» **Given data**:
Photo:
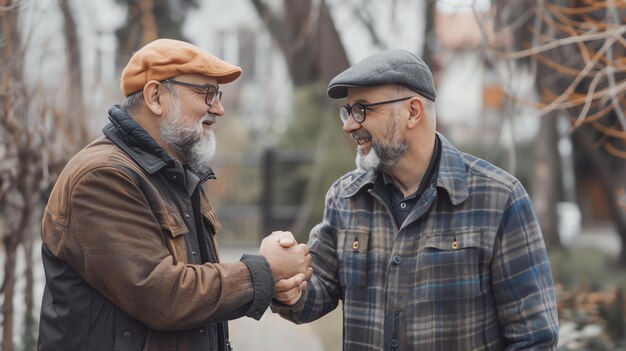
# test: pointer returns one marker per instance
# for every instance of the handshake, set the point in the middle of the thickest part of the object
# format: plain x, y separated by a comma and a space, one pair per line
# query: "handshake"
290, 263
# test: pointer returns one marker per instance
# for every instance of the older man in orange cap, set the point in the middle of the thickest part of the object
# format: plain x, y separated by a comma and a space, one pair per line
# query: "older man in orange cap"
129, 235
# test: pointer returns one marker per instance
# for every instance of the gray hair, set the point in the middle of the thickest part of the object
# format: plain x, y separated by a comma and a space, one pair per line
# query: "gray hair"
132, 101
429, 105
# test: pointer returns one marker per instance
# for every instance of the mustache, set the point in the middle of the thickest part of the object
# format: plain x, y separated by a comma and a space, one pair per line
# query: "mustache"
360, 134
209, 117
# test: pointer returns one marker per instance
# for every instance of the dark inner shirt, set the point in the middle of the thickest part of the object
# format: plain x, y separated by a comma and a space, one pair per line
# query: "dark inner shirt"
401, 206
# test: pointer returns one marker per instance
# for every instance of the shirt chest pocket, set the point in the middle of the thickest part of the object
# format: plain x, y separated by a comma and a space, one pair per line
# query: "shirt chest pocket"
174, 228
451, 266
352, 253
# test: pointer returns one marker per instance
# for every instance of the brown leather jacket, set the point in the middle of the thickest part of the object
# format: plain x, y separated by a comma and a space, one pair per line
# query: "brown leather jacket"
130, 255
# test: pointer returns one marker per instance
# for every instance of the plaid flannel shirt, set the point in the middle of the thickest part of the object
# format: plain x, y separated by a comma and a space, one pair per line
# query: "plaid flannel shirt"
467, 270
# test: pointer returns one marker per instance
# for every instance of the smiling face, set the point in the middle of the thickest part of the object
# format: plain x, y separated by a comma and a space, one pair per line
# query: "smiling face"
380, 138
187, 125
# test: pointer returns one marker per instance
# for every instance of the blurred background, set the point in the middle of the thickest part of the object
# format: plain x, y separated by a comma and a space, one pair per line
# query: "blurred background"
536, 87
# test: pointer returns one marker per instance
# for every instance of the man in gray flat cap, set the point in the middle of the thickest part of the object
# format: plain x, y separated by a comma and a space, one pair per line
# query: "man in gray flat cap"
428, 248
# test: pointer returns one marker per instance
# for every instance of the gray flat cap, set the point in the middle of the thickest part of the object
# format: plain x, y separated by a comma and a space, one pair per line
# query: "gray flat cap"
386, 67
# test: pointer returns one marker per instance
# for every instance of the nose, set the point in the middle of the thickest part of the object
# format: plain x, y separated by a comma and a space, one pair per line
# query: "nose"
350, 125
216, 108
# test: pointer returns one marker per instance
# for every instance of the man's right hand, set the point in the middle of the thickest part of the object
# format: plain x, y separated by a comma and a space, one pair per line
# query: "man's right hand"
286, 257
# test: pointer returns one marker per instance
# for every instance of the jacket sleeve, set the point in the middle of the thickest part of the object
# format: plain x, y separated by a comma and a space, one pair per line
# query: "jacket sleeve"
323, 290
115, 242
521, 279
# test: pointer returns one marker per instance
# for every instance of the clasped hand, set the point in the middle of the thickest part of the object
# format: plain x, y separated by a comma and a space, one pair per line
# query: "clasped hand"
290, 263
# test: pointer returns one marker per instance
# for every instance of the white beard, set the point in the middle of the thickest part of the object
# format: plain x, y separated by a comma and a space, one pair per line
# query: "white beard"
187, 138
369, 162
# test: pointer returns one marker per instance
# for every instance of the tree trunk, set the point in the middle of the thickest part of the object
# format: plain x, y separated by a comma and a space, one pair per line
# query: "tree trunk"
75, 122
308, 39
8, 291
610, 180
545, 184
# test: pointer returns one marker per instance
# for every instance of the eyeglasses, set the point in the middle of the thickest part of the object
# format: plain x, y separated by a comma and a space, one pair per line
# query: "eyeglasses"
212, 93
358, 110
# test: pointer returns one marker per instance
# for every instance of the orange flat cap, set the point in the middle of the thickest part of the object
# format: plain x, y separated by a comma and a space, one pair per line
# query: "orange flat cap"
167, 58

» **Required task**: Filter the lines above and keep each one that contains the word "pocket", treating uppercase and lowercase as different.

» **Written answer**:
# for every instance of the shirt chest pocket, set the point in the middle of the thickest part of the object
# query: "shirt chest pocket"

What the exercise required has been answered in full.